[Opening TASK INPUT section]
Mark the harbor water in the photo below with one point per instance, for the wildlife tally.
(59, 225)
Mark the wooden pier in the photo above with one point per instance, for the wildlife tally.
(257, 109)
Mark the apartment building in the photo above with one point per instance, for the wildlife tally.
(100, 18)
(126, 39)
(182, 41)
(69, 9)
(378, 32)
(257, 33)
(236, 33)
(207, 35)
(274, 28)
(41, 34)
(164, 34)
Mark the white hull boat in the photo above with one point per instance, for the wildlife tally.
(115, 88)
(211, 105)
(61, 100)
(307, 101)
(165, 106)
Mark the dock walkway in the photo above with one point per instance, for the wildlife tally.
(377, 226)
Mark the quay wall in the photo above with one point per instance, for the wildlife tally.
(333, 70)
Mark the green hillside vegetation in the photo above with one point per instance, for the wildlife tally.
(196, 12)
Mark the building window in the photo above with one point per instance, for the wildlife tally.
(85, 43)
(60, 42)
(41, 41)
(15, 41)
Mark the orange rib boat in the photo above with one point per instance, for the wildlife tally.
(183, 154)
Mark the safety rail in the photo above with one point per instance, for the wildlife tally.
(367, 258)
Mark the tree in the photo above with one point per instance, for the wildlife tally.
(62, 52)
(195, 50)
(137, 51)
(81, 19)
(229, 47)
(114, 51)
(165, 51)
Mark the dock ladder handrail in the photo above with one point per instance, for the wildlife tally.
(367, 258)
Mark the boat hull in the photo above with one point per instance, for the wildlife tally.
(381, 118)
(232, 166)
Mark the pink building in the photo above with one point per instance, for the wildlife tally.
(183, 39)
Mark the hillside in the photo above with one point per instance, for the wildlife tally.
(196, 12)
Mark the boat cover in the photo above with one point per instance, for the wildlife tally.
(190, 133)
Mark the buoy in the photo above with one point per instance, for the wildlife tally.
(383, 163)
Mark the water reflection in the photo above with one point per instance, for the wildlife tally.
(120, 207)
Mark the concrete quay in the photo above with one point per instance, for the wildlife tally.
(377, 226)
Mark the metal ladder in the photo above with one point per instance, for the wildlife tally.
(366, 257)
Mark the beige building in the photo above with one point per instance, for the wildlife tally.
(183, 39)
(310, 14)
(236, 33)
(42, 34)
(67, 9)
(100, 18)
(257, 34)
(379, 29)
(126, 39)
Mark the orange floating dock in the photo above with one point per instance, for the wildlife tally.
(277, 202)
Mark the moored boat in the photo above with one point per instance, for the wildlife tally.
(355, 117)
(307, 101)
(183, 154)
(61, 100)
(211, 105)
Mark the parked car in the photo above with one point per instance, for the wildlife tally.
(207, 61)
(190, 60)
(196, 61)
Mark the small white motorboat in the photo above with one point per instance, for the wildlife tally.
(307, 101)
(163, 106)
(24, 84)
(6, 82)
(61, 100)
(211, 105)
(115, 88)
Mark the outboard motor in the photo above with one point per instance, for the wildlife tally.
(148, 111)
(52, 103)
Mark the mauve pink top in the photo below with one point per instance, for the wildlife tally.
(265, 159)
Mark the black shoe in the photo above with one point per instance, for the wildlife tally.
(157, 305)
[Closing TASK INPUT section]
» **WHAT IS REQUIRED**: Restate every entry above exactly as it stands.

» **ANSWER TO THE EXERCISE**:
Mark the harbor water in the photo below with one point per instance, for the wildlife tally.
(59, 225)
Mark the wooden pier in the photo above with one point per instance, for the wildlife tally.
(257, 109)
Mark the apartment building in the photo above with one point per instance, for the wildlife tally.
(100, 18)
(126, 39)
(182, 41)
(69, 9)
(378, 32)
(257, 33)
(236, 33)
(207, 35)
(274, 28)
(41, 34)
(164, 34)
Mark the white hull boat in the photo above with one point per instance, for the wildlife tally.
(115, 88)
(211, 105)
(61, 100)
(307, 101)
(165, 106)
Mark the dock walkway in the photo above with one point per instance, for the wildlife tally.
(377, 226)
Mark the quay wall in the photo above with one point per instance, for the wildlife tally.
(333, 70)
Mark the green hillside vegetation in the photo above with one point per instance, for the wildlife tally.
(196, 12)
Mark the building window in the photo above with one point per instance, for the wildlife tally.
(85, 43)
(60, 42)
(41, 41)
(15, 41)
Mark the orange rib boat in the photo above with one point per instance, for the wildlife tally.
(183, 154)
Mark the safety rail in the photo above with one point per instance, for the wildlife tally.
(367, 258)
Mark the tree in the photo above with one point per instance, for the wildlife tally.
(62, 52)
(195, 50)
(137, 51)
(81, 19)
(229, 47)
(114, 51)
(165, 51)
Mark the dock ladder handrail in the photo above with one point per instance, for the wildlife tally.
(367, 258)
Mark the boat hull in the photo above with one point per instance, for the wildlife tally.
(381, 118)
(232, 166)
Mark the pink building in the photo above with one point per instance, for the wildlife tally.
(183, 39)
Mark the hillside in the photo above with one point per instance, for the wildlife tally.
(196, 12)
Mark the boat cover in the photo above with one point per instance, for the wildlife tally.
(190, 133)
Mark the buoy in the photo above with one point per instance, for the wildlife tally.
(383, 163)
Mark the water reflection in the photo above with one point per instance, for the wildlife tally.
(120, 207)
Mark the concrete quay in the photo above with one point per instance, for the wildlife tally.
(377, 226)
Mark the metal ladder in the photo above with one point per instance, for the wildlife tally.
(366, 257)
Mark the beige building in the photo above with one point per instance, for the wildlife tally.
(183, 39)
(310, 14)
(236, 33)
(42, 34)
(67, 9)
(100, 18)
(257, 34)
(379, 29)
(126, 39)
Mark the orange floating dock in the photo above with one point per instance, for the wildlife tally.
(277, 202)
Mark the moored boat in the photo above with one point per instance, for the wildlife tally.
(355, 117)
(307, 101)
(183, 154)
(61, 100)
(211, 105)
Mark the parked car in the photo above with one point per instance, for the wildlife tally.
(207, 61)
(190, 60)
(196, 61)
Mark the small white motorboat in the photo above with one point per instance, for the wildlife tally.
(307, 101)
(163, 106)
(24, 84)
(6, 82)
(61, 100)
(211, 105)
(115, 88)
Mark the outboard motor in the photo above with one point per instance, for the wildlife tally.
(148, 111)
(52, 103)
Mark the mauve pink top in the photo below with one point per instance, for the wildlife tally.
(265, 159)
Mark the black shoe in the photo above with one point per instance, for the wildlife tally.
(157, 305)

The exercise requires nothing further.